# Description of the task
The response should contain all of the records, copied exactly, and none of the images.
::::::::
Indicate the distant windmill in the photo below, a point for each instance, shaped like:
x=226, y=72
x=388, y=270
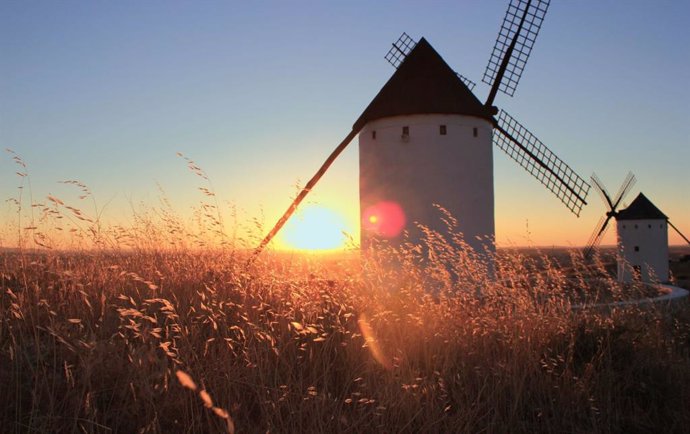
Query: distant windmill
x=612, y=205
x=642, y=235
x=426, y=139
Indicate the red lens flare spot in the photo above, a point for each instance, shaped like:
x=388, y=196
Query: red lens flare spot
::::::::
# Task output
Indicate the distant windmill in the photo below, a point for each instance, shaped like:
x=226, y=72
x=388, y=270
Query: distant windmill
x=612, y=205
x=642, y=235
x=426, y=139
Indicate the red lens flare spot in the photo above, a point for each instance, shaped like:
x=388, y=196
Query: red lens flare spot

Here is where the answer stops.